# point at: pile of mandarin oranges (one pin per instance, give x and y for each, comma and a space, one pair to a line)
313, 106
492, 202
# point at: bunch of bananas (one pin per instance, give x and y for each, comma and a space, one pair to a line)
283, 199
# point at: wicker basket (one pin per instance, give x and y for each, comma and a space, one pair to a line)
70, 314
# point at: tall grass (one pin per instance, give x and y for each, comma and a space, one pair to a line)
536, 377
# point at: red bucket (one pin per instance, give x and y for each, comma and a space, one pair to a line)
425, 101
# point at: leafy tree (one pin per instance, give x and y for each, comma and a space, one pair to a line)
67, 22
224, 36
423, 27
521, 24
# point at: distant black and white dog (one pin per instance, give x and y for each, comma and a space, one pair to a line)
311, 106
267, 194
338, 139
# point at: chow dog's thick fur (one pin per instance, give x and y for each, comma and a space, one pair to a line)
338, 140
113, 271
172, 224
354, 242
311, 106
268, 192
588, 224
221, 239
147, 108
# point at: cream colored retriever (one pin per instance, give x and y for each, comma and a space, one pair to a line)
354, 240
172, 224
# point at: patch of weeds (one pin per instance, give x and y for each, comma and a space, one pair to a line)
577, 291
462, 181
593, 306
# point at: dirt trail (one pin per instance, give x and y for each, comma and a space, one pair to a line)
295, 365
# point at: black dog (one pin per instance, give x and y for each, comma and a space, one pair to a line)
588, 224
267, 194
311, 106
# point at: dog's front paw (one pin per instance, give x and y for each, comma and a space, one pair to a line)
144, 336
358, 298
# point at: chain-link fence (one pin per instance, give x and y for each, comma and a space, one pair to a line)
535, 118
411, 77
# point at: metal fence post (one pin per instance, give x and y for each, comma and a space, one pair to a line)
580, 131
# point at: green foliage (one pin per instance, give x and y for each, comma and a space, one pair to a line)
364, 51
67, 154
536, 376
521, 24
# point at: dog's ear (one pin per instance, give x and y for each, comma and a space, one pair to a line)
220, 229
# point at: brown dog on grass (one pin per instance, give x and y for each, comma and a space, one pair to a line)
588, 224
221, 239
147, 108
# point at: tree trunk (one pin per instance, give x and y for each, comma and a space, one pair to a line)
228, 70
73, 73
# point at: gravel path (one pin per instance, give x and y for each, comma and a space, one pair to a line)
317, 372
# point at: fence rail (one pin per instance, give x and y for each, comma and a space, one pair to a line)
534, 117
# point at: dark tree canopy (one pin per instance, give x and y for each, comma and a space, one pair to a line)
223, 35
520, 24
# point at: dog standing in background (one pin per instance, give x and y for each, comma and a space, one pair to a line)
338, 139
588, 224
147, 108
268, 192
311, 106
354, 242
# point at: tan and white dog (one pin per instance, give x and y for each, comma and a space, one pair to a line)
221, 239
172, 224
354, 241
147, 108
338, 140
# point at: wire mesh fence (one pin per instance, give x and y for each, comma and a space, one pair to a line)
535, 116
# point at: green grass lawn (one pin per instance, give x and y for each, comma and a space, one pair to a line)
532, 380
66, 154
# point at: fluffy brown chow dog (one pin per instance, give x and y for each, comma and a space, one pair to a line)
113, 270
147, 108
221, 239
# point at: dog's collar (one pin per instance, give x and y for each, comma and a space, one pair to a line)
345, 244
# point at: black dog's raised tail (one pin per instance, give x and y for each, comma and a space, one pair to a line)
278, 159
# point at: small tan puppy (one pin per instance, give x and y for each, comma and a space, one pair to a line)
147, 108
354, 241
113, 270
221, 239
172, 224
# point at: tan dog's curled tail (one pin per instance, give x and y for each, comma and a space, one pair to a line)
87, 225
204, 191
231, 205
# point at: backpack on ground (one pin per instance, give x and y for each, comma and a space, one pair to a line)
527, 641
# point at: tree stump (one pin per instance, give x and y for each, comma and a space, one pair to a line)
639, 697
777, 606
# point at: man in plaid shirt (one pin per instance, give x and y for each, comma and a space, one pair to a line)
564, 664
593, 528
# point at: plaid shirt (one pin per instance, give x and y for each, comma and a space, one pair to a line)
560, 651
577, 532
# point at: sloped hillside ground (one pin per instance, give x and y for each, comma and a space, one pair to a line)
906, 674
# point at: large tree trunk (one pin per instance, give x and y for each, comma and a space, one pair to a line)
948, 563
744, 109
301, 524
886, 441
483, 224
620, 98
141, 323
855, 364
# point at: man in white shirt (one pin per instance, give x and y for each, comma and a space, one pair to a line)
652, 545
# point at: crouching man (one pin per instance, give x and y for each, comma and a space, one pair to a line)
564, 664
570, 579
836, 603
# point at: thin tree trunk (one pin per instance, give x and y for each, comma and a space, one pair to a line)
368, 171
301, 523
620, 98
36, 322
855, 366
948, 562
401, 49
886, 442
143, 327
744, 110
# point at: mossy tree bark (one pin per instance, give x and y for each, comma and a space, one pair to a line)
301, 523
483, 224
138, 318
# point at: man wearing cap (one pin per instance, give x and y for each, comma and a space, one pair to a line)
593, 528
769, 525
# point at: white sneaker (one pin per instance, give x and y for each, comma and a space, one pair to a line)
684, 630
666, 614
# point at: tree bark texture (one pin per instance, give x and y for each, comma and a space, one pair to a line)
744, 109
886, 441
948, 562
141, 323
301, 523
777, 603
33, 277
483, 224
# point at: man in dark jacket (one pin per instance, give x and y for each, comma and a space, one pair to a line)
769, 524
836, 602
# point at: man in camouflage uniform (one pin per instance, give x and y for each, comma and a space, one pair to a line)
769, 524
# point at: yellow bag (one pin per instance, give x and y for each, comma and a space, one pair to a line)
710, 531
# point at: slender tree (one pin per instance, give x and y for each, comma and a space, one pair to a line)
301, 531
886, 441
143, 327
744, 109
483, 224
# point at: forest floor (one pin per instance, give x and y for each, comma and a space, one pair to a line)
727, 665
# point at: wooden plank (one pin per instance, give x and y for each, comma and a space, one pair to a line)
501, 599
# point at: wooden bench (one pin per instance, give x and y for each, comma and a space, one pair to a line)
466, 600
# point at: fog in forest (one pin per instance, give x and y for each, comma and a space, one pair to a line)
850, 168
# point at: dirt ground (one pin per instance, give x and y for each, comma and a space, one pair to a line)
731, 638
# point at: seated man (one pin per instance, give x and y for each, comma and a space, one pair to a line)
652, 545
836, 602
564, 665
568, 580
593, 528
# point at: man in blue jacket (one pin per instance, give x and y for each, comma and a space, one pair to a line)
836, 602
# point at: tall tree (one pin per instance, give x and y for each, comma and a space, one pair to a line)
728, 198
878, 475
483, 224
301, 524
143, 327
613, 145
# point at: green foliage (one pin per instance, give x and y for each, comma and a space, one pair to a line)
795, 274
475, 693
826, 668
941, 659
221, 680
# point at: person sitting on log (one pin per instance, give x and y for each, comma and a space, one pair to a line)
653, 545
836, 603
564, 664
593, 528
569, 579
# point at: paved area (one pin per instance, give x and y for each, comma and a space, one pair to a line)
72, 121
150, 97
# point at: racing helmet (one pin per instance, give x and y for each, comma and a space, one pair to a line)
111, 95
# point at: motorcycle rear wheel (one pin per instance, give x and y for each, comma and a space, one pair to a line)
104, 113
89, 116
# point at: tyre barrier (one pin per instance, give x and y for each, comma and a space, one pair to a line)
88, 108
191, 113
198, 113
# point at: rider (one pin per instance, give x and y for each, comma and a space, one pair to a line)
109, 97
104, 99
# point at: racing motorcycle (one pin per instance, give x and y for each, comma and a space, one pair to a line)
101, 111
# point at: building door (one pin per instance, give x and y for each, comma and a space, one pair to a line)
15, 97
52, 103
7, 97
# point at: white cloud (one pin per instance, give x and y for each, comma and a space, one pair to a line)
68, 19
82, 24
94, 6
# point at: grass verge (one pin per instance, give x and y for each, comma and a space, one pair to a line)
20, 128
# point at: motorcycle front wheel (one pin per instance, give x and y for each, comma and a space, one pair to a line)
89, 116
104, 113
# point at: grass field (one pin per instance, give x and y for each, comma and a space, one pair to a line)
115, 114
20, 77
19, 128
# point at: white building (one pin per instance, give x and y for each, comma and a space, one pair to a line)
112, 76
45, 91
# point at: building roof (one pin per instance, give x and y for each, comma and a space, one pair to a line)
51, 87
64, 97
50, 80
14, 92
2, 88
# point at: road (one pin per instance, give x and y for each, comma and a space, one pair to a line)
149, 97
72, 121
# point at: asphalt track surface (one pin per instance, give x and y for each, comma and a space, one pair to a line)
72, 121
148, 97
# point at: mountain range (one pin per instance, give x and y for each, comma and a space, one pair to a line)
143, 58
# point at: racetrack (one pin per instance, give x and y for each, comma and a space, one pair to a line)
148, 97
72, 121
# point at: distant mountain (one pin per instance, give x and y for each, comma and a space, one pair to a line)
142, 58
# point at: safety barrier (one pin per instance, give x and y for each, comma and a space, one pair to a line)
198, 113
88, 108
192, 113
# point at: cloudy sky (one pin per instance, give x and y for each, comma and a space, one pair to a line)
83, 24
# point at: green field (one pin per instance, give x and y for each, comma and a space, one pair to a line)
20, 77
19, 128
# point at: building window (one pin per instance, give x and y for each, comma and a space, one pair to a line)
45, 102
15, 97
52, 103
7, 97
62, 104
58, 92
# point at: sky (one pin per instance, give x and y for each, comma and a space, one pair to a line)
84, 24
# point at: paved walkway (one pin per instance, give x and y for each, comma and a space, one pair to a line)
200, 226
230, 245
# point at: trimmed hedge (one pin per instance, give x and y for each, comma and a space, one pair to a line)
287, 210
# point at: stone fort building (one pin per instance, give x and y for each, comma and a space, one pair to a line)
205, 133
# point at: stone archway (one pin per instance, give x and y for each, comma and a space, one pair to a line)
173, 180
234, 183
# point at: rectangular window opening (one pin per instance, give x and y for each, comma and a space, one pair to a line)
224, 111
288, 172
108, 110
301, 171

---

GOAL - Return exactly, and only, the line containing "# point at: mountain" and every line after it through the end of the material.

PROBLEM SOLUTION -
# point at: mountain range (one pin per instance, give x and y for each, comma and a space, one pair to a line)
143, 58
# point at: racetrack (one pin per instance, give x and y for each, comma and a space, one pair to a line)
148, 97
72, 121
# point at: distant mountain (one pin per instance, give x and y for each, comma and a space, one pair to a line)
142, 58
# point at: safety barrier (one pin per instance, give x and y for each, comma and a space, one pair to a line)
198, 113
88, 108
192, 113
# point at: cloudy sky (one pin per instance, give x and y for each, comma and a space, one pair to a line)
83, 24
# point at: green field (one pin per instance, give x and y for each, comma and a space, one pair to a line)
20, 77
19, 128
# point at: building window (one pin per instance, give x and y for each, comma and a space, one pair to a line)
45, 102
15, 97
52, 103
7, 97
62, 104
58, 92
# point at: sky (one pin per instance, give x and y for each, comma and a space, one pair to a line)
84, 24
# point at: paved walkway (one pin per instance, give x and y for each, comma and a space, one pair to a line)
200, 226
230, 245
# point at: trimmed hedge (one pin per instance, give x and y for each, comma and a space, one pair to a line)
287, 210
# point at: stone fort building (one pin per instance, give x and y for each, comma and a space, one pair to a line)
205, 133
# point at: stone archway (one pin per instance, give x and y for each, comma and a space, one pair to a line)
173, 180
234, 183
# point at: rectangular window opening (one pin per instance, give x and y for each, comma and a space, one pair to a line)
224, 111
288, 172
108, 110
301, 171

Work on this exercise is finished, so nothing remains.